━━━ The records ━━━
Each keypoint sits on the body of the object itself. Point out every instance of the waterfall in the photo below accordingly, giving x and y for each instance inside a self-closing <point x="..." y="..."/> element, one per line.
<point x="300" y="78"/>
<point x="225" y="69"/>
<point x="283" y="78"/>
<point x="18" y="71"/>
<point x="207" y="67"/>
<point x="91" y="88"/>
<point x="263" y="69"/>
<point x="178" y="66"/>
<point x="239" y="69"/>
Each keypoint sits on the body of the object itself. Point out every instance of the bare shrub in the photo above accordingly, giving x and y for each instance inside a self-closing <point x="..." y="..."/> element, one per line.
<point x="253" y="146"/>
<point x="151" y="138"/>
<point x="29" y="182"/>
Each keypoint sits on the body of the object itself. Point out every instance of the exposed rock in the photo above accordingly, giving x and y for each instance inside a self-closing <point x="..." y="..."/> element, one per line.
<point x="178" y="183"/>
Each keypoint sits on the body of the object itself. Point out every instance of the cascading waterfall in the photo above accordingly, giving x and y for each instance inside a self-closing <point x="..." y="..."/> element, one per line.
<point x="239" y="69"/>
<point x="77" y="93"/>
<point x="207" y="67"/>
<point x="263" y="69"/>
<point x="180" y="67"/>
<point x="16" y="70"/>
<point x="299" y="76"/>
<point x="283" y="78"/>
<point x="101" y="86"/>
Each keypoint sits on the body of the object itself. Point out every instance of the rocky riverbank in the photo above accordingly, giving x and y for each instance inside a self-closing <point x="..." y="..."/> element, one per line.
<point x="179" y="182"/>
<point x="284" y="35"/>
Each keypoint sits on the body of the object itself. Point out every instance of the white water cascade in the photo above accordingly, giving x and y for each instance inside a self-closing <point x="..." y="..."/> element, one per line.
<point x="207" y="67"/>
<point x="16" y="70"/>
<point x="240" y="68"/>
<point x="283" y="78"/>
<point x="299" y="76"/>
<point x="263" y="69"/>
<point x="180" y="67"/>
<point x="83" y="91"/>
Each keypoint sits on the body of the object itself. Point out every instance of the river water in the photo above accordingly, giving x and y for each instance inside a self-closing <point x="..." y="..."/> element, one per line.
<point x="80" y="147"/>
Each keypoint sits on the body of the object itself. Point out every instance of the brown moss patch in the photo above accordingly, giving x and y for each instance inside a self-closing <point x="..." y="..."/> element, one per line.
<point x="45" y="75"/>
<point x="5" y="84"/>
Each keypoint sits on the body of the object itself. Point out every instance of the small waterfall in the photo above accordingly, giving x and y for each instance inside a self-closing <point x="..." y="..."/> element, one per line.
━━━
━━━ The records ━━━
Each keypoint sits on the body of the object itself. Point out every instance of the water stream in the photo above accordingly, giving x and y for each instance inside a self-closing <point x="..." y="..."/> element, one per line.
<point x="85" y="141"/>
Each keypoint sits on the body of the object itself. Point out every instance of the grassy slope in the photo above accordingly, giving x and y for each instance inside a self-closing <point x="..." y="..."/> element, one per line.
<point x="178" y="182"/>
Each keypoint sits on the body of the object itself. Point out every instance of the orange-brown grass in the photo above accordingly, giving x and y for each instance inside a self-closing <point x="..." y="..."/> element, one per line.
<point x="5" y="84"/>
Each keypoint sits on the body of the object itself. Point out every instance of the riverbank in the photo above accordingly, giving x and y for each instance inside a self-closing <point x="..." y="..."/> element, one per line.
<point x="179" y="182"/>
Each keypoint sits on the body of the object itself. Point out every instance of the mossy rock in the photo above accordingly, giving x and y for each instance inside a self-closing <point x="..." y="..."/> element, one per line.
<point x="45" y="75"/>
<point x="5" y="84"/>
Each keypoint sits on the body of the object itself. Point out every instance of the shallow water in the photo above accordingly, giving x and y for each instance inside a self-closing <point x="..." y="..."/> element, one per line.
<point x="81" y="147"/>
━━━
━━━ The records ━━━
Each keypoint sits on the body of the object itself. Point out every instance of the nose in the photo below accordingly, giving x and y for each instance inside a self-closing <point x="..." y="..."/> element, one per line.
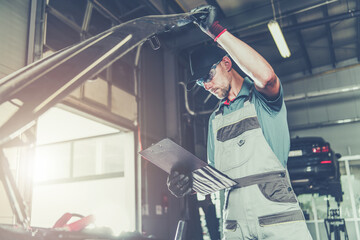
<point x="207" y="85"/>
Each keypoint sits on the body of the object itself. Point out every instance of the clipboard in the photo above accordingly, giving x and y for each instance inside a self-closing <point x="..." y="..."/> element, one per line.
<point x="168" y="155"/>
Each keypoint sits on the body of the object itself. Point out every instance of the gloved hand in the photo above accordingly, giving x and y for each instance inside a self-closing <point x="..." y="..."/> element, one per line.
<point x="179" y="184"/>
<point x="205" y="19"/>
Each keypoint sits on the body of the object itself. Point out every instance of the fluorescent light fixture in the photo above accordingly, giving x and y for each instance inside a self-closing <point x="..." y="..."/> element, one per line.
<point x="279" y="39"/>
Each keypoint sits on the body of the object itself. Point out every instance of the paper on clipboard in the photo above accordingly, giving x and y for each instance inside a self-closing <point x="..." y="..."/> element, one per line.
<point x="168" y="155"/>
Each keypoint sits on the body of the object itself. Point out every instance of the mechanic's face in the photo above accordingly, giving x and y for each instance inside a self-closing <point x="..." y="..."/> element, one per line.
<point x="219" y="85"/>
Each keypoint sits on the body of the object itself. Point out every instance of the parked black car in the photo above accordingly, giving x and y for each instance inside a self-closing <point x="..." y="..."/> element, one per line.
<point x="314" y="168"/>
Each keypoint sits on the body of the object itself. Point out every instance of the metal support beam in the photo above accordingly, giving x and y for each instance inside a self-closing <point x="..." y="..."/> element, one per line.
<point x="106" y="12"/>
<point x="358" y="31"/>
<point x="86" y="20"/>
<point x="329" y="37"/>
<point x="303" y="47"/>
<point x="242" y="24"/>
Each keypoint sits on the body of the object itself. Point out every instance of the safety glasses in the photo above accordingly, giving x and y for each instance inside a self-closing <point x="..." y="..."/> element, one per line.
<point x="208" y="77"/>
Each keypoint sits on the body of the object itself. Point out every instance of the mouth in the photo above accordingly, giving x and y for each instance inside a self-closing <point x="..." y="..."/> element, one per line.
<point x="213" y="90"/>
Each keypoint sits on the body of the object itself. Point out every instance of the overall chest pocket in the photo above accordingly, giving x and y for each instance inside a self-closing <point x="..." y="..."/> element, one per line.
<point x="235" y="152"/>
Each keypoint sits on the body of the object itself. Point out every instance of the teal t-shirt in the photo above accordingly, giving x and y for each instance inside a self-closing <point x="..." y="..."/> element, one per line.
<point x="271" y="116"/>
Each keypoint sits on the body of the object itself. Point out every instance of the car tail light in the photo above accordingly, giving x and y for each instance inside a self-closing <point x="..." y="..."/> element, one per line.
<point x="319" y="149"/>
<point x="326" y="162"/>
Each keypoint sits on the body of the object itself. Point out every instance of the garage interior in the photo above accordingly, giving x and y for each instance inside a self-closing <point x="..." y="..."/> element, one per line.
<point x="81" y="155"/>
━━━
→ What is expected: Set down, unchanged, only those lines above that fall between the line with "the river water" and the line with "of the small", the two end lines included.

→ Output below:
Each keypoint sits on the body of the object itself. Point out every instance of the river water in the photo above accordingly, giving x and y for each instance inside a self-closing <point x="..." y="..."/> element, one per line.
<point x="80" y="147"/>
Each keypoint sits on the body of the object itself. Point out every instance of the brown moss patch in the photo above accordingly, giving x and y for each instance inside a self-closing <point x="..." y="..."/> element, one per line.
<point x="45" y="75"/>
<point x="5" y="84"/>
Each keypoint sits on the body of the object itself. Point out every instance of the small waterfall in the photo above accordingly, giving x and y for each instance inside a self-closing <point x="..." y="..."/> element, one per line.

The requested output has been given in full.